▶ _题目_:
(1) 列出关于Python3解析html的文章中，代码里headers字典包含的全部键名。
(2) 请把关于Python3解析html的文章中从“return value”到“the FAQ. [官网](http://lxml.de/)”的部分一字不差地抄写下来。

▶ _所给文本_:
.....

对Python3 解析html的几种操作方式小结


Posted in Python onFebruary 16, 2019

解析html是爬虫后的重要的一个处理数据的环节。一下记录解析html的几种方式。

先介绍基础的辅助函数,主要用于获取html并输入解析后的结束

#把传递解析函数,便于下面的修改
def get_html(url, paraser=bs4_paraser):
 headers = {
  'Accept': '*/*',
  'Accept-Encoding': 'gzip, deflate, sdch',
  'Accept-Language': 'zh-CN,zh;q=0.8',
  'Host': 'www.360kan.com',
  'Proxy-Connection': 'keep-alive',
  'User-Agent': 'Mozilla/5.0 (Windows NT 6.1; WOW64) AppleWebKit/537.36 (KHTML, like Gecko) Chrome/52.0.2743.116 Safari/537.36'
 }
 request = urllib2.Request(url, headers=headers)
 response = urllib2.urlopen(request)
 response.encoding = 'utf-8'
 if response.code == 200:
  data = StringIO.StringIO(response.read())
  gzipper = gzip.GzipFile(fileobj=data)
  data = gzipper.read()
  value = paraser(data) # open('E:/h5/haPkY0osd0r5UB.html').read()
  return value
 else:
  pass
 
 
value = get_html('http://www.360kan.com/m/haPkY0osd0r5UB.html', paraser=lxml_parser)
for row in value:
 print row

1,lxml.html的方式进行解析,

The lxml XML toolkit is a Pythonic binding for the C libraries libxml2 and libxslt. It is unique in that it combines the speed and XML feature completeness of these libraries with the simplicity of a native Python API, mostly compatible but superior to the well-known ElementTree API. The latest release works with all CPython versions from 2.6 to 3.5. See the introduction for more information about background and goals of the lxml project. Some common questions are answered in the FAQ. [官网](http://lxml.de/)

.....

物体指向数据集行
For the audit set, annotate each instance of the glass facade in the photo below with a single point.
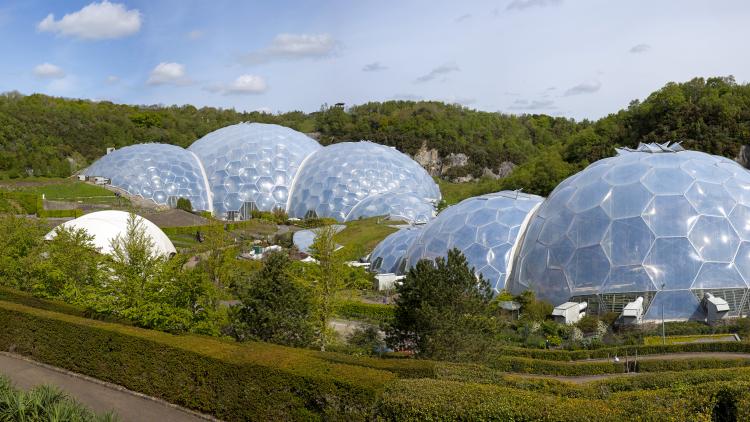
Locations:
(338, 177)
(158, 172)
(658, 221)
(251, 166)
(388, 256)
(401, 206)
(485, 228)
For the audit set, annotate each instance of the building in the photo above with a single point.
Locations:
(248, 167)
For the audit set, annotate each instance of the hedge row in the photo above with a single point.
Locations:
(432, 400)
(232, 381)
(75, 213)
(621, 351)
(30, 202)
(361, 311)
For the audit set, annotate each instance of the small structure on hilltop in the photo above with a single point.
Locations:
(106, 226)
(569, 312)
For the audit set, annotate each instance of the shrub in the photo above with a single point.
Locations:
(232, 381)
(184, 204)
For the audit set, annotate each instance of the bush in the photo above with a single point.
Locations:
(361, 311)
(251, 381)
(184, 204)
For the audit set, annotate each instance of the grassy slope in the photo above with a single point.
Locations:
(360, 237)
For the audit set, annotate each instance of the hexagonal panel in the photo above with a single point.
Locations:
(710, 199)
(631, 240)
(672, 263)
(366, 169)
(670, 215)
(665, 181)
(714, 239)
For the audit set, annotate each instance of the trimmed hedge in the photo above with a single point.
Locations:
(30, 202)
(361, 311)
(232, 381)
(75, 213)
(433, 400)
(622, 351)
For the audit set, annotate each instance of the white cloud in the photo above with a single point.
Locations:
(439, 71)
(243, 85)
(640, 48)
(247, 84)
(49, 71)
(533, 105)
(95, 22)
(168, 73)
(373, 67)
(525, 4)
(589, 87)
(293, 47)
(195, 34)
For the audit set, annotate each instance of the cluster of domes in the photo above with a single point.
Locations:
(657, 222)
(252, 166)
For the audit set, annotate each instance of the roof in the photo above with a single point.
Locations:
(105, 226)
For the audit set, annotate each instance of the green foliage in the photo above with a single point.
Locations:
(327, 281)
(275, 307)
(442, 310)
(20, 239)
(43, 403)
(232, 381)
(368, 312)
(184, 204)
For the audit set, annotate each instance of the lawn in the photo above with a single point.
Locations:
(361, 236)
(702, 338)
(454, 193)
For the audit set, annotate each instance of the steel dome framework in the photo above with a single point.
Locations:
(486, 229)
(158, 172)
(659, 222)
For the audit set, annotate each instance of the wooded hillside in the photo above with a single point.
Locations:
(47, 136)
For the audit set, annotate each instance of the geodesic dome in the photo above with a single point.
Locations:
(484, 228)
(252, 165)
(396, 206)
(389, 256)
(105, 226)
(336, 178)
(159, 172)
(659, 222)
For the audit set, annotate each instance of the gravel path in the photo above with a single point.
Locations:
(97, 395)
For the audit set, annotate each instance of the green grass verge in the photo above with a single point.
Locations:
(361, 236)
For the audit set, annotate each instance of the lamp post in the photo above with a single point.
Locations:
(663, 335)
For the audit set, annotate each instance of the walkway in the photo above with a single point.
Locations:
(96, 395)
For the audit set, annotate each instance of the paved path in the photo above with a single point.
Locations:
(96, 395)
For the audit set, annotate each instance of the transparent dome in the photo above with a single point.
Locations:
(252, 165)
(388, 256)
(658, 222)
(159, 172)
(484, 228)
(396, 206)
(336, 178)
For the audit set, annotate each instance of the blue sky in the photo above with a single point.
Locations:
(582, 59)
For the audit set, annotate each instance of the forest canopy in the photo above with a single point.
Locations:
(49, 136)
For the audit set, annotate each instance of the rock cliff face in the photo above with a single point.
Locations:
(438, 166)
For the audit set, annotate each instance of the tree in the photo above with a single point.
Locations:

.....

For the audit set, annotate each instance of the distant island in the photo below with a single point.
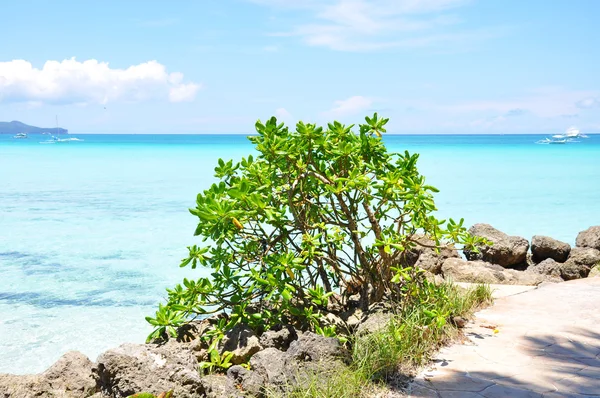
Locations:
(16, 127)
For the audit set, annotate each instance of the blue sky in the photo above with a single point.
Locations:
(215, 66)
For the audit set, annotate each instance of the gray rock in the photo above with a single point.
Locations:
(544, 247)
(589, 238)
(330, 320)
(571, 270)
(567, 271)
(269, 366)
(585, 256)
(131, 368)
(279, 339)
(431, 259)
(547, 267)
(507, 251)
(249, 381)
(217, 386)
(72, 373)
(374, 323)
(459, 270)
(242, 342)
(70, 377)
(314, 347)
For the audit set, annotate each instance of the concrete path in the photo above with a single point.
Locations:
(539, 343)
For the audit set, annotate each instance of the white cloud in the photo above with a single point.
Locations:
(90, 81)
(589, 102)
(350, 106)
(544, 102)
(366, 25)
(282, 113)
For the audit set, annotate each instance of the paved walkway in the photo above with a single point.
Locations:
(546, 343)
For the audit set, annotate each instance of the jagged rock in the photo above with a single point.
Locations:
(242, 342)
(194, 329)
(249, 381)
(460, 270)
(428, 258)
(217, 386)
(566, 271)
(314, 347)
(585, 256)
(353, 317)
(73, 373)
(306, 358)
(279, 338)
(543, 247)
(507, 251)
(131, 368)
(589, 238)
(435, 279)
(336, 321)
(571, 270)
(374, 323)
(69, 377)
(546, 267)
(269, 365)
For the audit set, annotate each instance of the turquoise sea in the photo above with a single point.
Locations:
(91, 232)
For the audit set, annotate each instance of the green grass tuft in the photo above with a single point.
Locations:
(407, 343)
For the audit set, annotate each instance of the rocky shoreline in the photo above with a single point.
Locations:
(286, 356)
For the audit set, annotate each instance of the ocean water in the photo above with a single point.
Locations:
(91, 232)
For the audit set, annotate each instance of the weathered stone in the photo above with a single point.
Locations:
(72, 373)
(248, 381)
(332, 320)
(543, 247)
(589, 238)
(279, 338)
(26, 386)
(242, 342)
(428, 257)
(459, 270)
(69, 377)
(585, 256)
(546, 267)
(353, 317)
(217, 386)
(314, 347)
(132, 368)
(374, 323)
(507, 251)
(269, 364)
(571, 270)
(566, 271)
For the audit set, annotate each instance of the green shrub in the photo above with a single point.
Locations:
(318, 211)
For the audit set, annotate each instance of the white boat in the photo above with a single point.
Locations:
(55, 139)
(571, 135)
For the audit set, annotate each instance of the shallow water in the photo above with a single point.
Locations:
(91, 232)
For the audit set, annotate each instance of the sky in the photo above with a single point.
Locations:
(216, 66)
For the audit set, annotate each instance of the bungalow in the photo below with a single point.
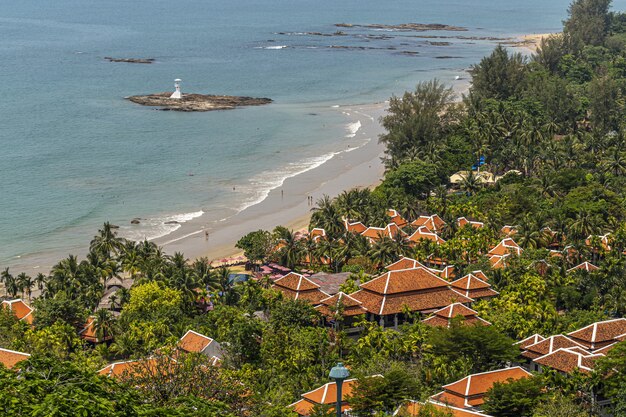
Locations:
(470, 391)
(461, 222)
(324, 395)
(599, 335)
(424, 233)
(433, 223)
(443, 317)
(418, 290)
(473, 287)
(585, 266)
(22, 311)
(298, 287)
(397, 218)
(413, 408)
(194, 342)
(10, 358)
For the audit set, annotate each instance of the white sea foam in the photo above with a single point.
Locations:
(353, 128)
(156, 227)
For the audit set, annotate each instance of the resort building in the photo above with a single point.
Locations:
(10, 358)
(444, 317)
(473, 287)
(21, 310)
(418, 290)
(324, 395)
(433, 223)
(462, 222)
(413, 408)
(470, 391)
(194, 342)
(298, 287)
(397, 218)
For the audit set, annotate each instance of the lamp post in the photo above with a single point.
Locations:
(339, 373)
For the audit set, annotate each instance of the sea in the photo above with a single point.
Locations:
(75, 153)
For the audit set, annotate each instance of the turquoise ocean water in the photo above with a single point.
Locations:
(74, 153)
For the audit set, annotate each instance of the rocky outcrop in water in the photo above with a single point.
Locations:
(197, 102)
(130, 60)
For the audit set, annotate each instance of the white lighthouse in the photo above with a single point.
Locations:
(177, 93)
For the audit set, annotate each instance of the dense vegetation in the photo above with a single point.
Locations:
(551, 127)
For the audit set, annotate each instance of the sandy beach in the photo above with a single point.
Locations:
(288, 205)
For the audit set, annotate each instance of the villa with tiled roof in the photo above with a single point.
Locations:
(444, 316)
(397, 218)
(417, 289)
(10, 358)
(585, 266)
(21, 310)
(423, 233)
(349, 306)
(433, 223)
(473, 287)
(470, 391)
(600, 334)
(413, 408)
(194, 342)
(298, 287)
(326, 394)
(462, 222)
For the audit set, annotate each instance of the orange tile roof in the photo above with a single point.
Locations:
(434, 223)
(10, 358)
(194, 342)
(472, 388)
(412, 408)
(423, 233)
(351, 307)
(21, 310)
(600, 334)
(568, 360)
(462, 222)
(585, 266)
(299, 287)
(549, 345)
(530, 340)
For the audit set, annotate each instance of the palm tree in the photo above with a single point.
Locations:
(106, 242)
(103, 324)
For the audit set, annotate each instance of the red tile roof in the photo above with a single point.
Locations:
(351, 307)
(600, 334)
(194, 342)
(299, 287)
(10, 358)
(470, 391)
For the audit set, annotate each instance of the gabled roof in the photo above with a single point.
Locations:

.....

▶ _按序答案_:
(1) Accept、Accept-Encoding、Accept-Language、Host、Proxy-Connection、User-Agent

(2)
return value
 else:
  pass
 
 
value = get_html('http://www.360kan.com/m/haPkY0osd0r5UB.html', paraser=lxml_parser)
for row in value:
 print row

1,lxml.html的方式进行解析,

The lxml XML toolkit is a Pythonic binding for the C libraries libxml2 and libxslt. It is unique in that it combines the speed and XML feature completeness of these libraries with the simplicity of a native Python API, mostly compatible but superior to the well-known ElementTree API. The latest release works with all CPython versions from 2.6 to 3.5. See the introduction for more information about background and goals of the lxml project. Some common questions are answered in the FAQ. [官网](http://lxml.de/)